# [Page excerpt]
§
November 22, 2024 15:17 PM

David Cameron Pushes for Measures Against Antibiotic Resistant Superbugs

For decades doctors have been creating vaccines and medicines to protect people from getting sick. While this has saved countless lives it has also opened the way for new types of bugs and viruses to evolve. Currently drug-resistant superbugs are growing in numbers and are making some top officials nervous.

Superbugs are strains of bacteria that have become resistant to different types of antibiotics. According to the CDC more than 2 million people a year are infected with these kinds of superbugs, and from them at least 23,000 people lose their lives to them. Tuberculosis, gonorrhea, and staph infections are among the diseases that have formed drug-resistant strains.

Superbugs are formed by the unnecessary or excessive use of antibiotics. They are meant to destroy disease causing bacteria, preventing the sickness. They are, however, ineffective against illnesses that involve viruses. When bacteria enter a person they replicate on their own, whereas the virus is much smaller and capable of turning cells into virus factories. For this reason antibiotics do not help when someone is infected with a virus strain.

As the antibiotics run their course some of the bacteria will be able to survive. They will then multiply in this new environment, thus creating a new drug resistant strain. As more people take medicine needlessly more bacteria becomes resistant, and then they may share that characteristic with other bacteria. It is a problem that can quickly snowball if the problem is not taken seriously.
§
# [Exercise prompt]
Could you extend the article about antibiotic-resistant superbugs above, picking up right after its final paragraph?
§
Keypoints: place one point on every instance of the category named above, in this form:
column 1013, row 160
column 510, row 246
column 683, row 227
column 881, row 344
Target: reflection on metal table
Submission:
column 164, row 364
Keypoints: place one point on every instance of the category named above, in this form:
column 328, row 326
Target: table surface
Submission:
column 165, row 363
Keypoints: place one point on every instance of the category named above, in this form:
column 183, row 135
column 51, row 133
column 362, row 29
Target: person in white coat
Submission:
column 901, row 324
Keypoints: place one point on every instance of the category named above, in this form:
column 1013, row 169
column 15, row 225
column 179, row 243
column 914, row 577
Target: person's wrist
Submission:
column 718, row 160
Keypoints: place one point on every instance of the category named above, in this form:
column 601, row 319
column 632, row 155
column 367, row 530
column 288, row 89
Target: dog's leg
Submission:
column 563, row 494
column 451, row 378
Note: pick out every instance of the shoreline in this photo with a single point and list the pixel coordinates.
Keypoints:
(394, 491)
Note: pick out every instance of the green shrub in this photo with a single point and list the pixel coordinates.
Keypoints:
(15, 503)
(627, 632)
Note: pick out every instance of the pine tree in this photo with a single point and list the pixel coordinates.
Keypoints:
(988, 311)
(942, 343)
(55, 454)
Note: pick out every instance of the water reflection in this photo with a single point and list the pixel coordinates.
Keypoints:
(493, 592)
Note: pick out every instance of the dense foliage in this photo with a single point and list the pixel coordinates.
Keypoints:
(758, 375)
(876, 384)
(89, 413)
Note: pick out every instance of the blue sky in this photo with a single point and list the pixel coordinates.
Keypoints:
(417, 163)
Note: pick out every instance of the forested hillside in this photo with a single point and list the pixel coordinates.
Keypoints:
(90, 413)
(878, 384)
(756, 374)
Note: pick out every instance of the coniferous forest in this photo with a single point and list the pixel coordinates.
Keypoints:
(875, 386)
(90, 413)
§
# [Answer to the exercise]
Prime Minister David Cameron has decided to commit the UK to battling this problem while also calling for more global effort. Having taken a strong stance for advancing medicine in the past Cameron continues to push for stronger medications. He told the Times. "This is not some distant threat, but something happening right now. If we fail to act, we are looking at an almost unthinkable scenario where antibiotics no longer work and we are cast back into the dark ages of medicine, where treatable infections and injuries will kill once again"

Cameron's fear of the world falling back into the dark ages may be excessive, but the fear of superbugs is very real. If they are not dealt with it could be possible for benign diseases to cause much more damage than they used to.